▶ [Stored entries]
** START **
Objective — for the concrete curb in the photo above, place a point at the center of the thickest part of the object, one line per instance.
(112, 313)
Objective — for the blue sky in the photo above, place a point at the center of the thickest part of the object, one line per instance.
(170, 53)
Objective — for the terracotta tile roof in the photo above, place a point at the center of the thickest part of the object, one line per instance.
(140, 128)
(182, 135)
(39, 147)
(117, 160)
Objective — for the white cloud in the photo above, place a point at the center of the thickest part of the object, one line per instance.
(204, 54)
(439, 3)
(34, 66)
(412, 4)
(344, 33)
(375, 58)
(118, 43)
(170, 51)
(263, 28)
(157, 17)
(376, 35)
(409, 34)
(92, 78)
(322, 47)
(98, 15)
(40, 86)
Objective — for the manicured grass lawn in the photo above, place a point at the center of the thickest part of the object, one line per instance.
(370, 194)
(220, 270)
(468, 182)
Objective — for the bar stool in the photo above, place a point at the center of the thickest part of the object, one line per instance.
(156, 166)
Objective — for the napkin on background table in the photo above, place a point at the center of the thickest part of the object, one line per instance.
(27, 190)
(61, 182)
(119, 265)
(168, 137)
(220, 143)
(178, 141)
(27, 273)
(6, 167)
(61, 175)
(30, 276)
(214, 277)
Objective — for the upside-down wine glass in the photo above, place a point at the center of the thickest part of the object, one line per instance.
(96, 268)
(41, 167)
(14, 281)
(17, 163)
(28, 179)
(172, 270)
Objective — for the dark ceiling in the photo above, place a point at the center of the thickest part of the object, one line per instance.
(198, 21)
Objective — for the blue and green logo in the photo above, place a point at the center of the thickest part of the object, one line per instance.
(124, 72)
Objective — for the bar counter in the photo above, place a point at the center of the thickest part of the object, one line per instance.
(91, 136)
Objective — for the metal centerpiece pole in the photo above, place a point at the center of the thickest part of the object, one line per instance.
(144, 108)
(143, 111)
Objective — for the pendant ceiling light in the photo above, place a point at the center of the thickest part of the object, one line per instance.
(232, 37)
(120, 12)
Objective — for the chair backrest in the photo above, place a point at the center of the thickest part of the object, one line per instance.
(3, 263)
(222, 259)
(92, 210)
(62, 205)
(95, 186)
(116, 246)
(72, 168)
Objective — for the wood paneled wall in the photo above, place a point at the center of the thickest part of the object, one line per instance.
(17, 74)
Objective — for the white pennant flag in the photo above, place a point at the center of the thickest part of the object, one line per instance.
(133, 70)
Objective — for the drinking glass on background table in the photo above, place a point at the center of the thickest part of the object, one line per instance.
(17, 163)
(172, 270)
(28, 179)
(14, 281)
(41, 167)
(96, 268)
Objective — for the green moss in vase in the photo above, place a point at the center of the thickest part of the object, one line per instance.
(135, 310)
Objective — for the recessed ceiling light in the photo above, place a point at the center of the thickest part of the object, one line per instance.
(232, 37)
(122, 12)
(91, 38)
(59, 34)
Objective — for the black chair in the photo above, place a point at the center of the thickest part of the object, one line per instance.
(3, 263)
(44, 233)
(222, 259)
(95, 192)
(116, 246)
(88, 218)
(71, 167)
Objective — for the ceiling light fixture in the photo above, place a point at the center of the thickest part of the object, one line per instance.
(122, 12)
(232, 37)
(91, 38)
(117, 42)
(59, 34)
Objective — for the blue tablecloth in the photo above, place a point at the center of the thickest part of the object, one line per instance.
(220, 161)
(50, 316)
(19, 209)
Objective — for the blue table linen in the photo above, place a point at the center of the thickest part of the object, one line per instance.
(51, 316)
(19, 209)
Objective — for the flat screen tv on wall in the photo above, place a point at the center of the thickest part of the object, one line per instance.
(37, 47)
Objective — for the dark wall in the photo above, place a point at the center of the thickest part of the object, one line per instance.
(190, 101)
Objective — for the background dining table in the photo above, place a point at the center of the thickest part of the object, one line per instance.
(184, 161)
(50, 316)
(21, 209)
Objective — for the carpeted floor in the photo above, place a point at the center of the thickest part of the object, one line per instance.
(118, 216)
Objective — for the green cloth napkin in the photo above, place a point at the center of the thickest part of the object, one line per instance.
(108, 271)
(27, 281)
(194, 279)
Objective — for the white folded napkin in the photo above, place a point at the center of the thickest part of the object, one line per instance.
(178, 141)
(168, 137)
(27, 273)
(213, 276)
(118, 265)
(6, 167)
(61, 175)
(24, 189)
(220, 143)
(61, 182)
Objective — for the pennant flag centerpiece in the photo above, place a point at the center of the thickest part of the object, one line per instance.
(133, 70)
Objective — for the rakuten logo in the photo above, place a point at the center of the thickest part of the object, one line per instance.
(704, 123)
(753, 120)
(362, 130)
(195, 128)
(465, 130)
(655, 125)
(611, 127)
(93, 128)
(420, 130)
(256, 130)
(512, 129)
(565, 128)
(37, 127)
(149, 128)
** END **
▶ [What needs to be done]
Please recast every line of the stored entries as a JSON list of strings, one string per line, leaving out any blank lines.

▶ [Output for this task]
[
  "Objective — for the concrete curb in the photo above, place a point at the center of the thickest part of the object, one line per instance.",
  "(112, 313)",
  "Objective — for the blue sky in the photo above, place a point at the center of the thickest part of the object, one line per instance.",
  "(170, 53)",
  "Objective — for the terracotta tile roof in the photo above, place a point at the center of the thickest part of the object, one line per instance.",
  "(140, 128)",
  "(182, 135)",
  "(39, 147)",
  "(117, 160)",
  "Objective — for the white cloud in the photo above, place a point at the center of the thickest part of the object, one line per instance.",
  "(204, 54)",
  "(439, 3)",
  "(34, 66)",
  "(412, 4)",
  "(344, 33)",
  "(375, 58)",
  "(118, 43)",
  "(170, 51)",
  "(263, 28)",
  "(157, 17)",
  "(376, 35)",
  "(409, 34)",
  "(92, 78)",
  "(322, 47)",
  "(98, 15)",
  "(40, 86)",
  "Objective — for the manicured grass lawn in the photo above, place a point at the center of the thickest part of the object, one line per instance.",
  "(370, 194)",
  "(220, 270)",
  "(468, 182)",
  "Objective — for the bar stool in the photo above, place a point at the center of the thickest part of the object, one line per instance.",
  "(156, 166)",
  "Objective — for the napkin on background table in the photo above, place a point at the center of the thickest part of the object, one line per instance.",
  "(27, 190)",
  "(61, 182)",
  "(119, 265)",
  "(168, 137)",
  "(220, 143)",
  "(178, 141)",
  "(27, 273)",
  "(6, 167)",
  "(61, 175)",
  "(30, 276)",
  "(214, 277)",
  "Objective — for the upside-down wine glass in the photo above, place a point at the center of the thickest part of the object, one line per instance.",
  "(96, 268)",
  "(41, 167)",
  "(14, 281)",
  "(17, 163)",
  "(28, 179)",
  "(172, 270)",
  "Objective — for the dark ceiling in the photo above, place a point at the center of the thickest part of the object, one line per instance.",
  "(198, 21)",
  "Objective — for the blue and green logo in the photo above, place a point at the center of the thickest part of the object, one line per instance.",
  "(124, 72)",
  "Objective — for the bar counter in the photo above, place a point at the center of the thickest part of the object, one line per instance.",
  "(91, 136)",
  "Objective — for the metal centerpiece pole in the photo above, place a point at the center of the thickest part of the object, one line per instance.",
  "(144, 108)",
  "(143, 111)",
  "Objective — for the pendant ceiling light in the photo above, place a point at the center of the thickest part of the object, one line per instance.",
  "(232, 37)",
  "(120, 12)",
  "Objective — for the chair backrest in the photo above, place a point at the center of the thickest part of the object, one line per instance.",
  "(3, 263)",
  "(222, 259)",
  "(92, 210)",
  "(62, 205)",
  "(95, 186)",
  "(116, 246)",
  "(72, 168)",
  "Objective — for the wood paneled wall in the photo above, place a point at the center of the thickest part of the object, one line per instance.",
  "(17, 74)",
  "Objective — for the white pennant flag in the photo above, place a point at the center of the thickest part of the object, one line per instance.",
  "(133, 70)",
  "Objective — for the drinking glass on background table in the photo above, place a point at the center of the thickest part of the object, one line per instance.",
  "(17, 163)",
  "(172, 270)",
  "(28, 179)",
  "(14, 281)",
  "(41, 167)",
  "(96, 268)",
  "Objective — for the green moss in vase in the photo above, place a point at the center of the thickest part of the object, one line per instance.",
  "(135, 310)",
  "Objective — for the recessed ceiling light in the photo above, place a point at the center of the thickest part of the object, one line per instance.",
  "(232, 37)",
  "(122, 12)",
  "(91, 38)",
  "(59, 34)",
  "Objective — for the black chair in the photo above, place a point at the center of the thickest part of the object, one line per instance.",
  "(3, 263)",
  "(44, 233)",
  "(222, 259)",
  "(95, 192)",
  "(116, 246)",
  "(88, 218)",
  "(71, 167)",
  "Objective — for the ceiling light fixture in the photo above, place a point at the center of the thickest part of the object, one line per instance.",
  "(122, 12)",
  "(232, 37)",
  "(91, 38)",
  "(117, 42)",
  "(59, 34)",
  "Objective — for the blue tablecloth in the photo above, place a point at the center of the thickest part of the object, one line per instance.",
  "(220, 161)",
  "(50, 316)",
  "(19, 209)",
  "Objective — for the blue table linen in the photo above, place a point at the center of the thickest part of the object, one line per instance.",
  "(51, 316)",
  "(19, 209)",
  "Objective — for the flat screen tv on wall in the photo above, place a point at the center of the thickest part of the object, one line per instance.",
  "(37, 47)",
  "Objective — for the dark wall in the photo above, place a point at the center of the thickest part of the object, one line per instance.",
  "(190, 101)",
  "Objective — for the background dining table in the photo above, place a point at the center of the thickest part of the object, one line per instance.",
  "(184, 161)",
  "(50, 316)",
  "(21, 209)",
  "Objective — for the carpeted floor in the photo above, place a point at the center of the thickest part of the object, one line per instance.",
  "(118, 216)",
  "Objective — for the green cloth napkin in the photo above, place a point at the center of the thickest part of the object, one line per instance.",
  "(108, 271)",
  "(27, 281)",
  "(194, 279)",
  "Objective — for the white folded napkin in the photo above, place a point at the center of the thickest part of the object, one line per instance.",
  "(178, 141)",
  "(168, 137)",
  "(27, 273)",
  "(213, 276)",
  "(118, 265)",
  "(6, 167)",
  "(61, 175)",
  "(24, 189)",
  "(220, 143)",
  "(61, 182)",
  "Objective — for the pennant flag centerpiece in the photo above, place a point at the center of the thickest part of the object, one line per instance.",
  "(133, 70)",
  "Objective — for the rakuten logo in the photo above, place a point at the center of the thickest part of the object, one line per instance.",
  "(704, 123)",
  "(753, 120)",
  "(362, 130)",
  "(195, 128)",
  "(465, 130)",
  "(655, 125)",
  "(611, 127)",
  "(93, 128)",
  "(420, 130)",
  "(256, 130)",
  "(512, 129)",
  "(565, 128)",
  "(37, 127)",
  "(149, 128)"
]